What to work on:
**a.** In the tribunal decision, on what date did the Appellant claim asylum?
**b.** Write the next part of the tribunal decision, starting after its final paragraph about the Appellant's Facebook page.

Given text:
▼

The decision



Upper Tribunal
(Immigration and Asylum Chamber) Appeal Number: Aa/09192/2014


THE IMMIGRATION ACTS


Heard at Manchester
Decision & Reasons Promulgated
On 13th May 2016
On 25th May 2016


Before

DEPUTY UPPER TRIBUNAL JUDGE M A HALL


Between

MS
(ANONYMITY DIRECTION MADE)
Appellant
and

THE SECRETARY OF STATE FOR THE HOME DEPARTMENT
Respondent


Representation:
For the Appellant: Ms R Chowdhury of Counsel, instructed by Freedom Solicitors
For the Respondent: Mr A McVeety, Senior Home Office Presenting Officer


DECISION AND REASONS
Introduction and Background
1. The Appellant appealed against a decision of Judge M Davies of the First-tier Tribunal (the FTT) promulgated on 20th March 2015.
2. The Appellant is a male Iranian citizen who claimed asylum on 24th July 2014. His application was refused on 9th October 2014 and his appeal heard by the FTT on 10th March 2015. The appeal was dismissed on all grounds.
3. The Appellant was granted permission to appeal to the Upper Tribunal.
Error of Law
4. On 10th March 2016 I heard submissions from both parties in relation to error of law. Permission to appeal had been granted only in relation to the consideration by the FTT of the Appellant's Facebook page which contained entries which may be perceived by the Iranian authorities as being opposed to the Iranian regime.

▲

Record set:
▼

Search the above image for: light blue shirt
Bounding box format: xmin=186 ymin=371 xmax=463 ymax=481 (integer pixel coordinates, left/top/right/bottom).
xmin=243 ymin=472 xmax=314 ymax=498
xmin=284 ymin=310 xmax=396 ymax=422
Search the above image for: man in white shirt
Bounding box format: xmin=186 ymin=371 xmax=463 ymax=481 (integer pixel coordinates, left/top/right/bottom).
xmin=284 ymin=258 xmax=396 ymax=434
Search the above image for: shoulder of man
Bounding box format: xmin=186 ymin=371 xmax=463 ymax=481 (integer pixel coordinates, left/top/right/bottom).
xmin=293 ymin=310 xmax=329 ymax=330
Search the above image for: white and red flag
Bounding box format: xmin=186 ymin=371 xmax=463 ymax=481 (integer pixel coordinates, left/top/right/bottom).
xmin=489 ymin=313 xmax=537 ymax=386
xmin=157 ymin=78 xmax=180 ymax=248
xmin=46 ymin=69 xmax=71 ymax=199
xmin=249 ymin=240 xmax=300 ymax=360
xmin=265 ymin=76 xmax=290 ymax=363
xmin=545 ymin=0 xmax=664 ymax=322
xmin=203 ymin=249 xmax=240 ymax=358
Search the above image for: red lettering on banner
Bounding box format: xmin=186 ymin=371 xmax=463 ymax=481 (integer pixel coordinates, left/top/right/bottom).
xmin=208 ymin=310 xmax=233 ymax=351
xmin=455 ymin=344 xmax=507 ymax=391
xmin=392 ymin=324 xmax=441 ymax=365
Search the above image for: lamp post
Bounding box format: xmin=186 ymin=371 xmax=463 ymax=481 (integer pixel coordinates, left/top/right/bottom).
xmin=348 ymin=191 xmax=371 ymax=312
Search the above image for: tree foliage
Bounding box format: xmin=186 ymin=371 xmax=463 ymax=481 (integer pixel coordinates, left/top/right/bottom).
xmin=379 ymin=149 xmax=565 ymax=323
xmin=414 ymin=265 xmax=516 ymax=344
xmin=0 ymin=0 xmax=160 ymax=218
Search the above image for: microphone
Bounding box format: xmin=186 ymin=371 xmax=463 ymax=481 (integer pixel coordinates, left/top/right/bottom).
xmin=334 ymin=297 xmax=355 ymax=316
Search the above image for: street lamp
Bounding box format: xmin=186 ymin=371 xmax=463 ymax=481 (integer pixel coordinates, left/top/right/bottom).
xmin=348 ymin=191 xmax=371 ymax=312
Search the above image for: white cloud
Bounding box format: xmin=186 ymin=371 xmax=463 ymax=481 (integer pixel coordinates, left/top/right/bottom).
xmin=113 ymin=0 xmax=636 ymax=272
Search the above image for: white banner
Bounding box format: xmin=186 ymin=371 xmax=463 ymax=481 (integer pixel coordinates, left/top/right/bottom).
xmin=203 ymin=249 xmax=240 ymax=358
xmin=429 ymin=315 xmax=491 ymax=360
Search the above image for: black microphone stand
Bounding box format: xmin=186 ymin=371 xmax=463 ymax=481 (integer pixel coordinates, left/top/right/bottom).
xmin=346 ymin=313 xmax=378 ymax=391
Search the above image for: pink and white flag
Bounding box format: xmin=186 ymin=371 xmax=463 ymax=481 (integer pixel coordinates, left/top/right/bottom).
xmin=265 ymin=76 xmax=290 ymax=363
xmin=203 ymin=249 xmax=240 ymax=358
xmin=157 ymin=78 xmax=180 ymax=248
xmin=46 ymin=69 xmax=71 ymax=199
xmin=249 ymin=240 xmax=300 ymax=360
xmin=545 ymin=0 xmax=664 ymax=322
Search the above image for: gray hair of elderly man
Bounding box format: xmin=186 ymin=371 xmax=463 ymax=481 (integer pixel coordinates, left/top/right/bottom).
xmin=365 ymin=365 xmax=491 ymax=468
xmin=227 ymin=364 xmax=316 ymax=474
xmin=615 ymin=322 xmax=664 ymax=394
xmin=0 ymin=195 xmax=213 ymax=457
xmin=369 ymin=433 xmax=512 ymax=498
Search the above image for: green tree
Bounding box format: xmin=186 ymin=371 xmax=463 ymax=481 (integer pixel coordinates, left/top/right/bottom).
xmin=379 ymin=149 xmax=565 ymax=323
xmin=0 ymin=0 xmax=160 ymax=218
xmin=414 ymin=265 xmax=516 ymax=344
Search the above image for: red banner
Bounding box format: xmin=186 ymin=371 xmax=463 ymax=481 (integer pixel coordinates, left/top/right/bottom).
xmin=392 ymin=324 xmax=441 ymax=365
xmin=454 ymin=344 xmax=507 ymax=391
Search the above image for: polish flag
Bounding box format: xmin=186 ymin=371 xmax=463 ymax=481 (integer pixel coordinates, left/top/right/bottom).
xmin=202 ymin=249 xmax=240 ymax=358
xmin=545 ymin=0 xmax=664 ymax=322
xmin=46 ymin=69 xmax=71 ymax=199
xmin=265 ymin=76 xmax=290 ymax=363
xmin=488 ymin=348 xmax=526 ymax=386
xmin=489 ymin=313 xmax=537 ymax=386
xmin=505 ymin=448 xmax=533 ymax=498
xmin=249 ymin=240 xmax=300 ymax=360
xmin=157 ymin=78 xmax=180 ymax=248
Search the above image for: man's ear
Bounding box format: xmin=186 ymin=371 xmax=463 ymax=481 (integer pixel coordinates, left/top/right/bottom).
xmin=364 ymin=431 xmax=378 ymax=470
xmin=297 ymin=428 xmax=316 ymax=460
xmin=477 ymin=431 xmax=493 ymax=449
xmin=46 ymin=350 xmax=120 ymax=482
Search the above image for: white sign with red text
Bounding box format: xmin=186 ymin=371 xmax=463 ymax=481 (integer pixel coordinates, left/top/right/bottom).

▲

Written responses:
**a.** 24th July 2014

**b.**
5. I found that the FTT erred in its consideration of this aspect of the appeal and the decision was set aside. The FTT did not adequately engage with the background information contained within the Respondent's OGN dated October 2012, which confirmed that the Iranian government monitored internet communications, and that individuals returning could be asked to log into their YouTube and Facebook accounts. The important aspect that needed to be considered was how the Facebook entries would be perceived by the Iranian authorities. The FTT had not adequately considered the background evidence, and had not adequately considered that the background evidence indicated that if questioned about internet activity, an individual could not be expected to lie, and if internet activity was exposed that was deemed to be opposed to the Iranian regime, this could lead to a real risk of persecution. Permission to appeal had not been granted in relation to any other findings made by the FTT, and therefore those findings, which included an adverse credibility finding against the Appellant, were preserved.
6. The hearing on 10th March 2016 was adjourned so that further evidence could be given so that the decision could be re-made. Details of the grant of permission, the submissions made by the parties, and my findings are contained in my error of law decision promulgated on 18th March 2016.
Re-Making the Decision
The Law
7. The Appellant is entitled to asylum if he is outside his country of nationality and is recognised as a refugee as defined in regulation 2 of the Refugee or Person in Need of International Protection (Qualification) Regulations 2006 as a person who falls within Article 1A of the 1951 Geneva Convention. The onus is on him to prove that he has a well-founded fear of persecution for a Convention reason (race, religion, nationality, membership of a particular social group or political opinion), and is unable or, owing to such fear, unwilling to avail himself of the protection of the country of his nationality. The Appellant would be eligible for humanitarian protection under paragraph 339C of the Immigration Rules if he does not qualify as a refugee and establishes substantial grounds for believing that if he was removed from the United Kingdom, he would face a real risk of suffering serious harm, and is unable or, owing to such risk, unwilling to avail himself of the protection of the country of return.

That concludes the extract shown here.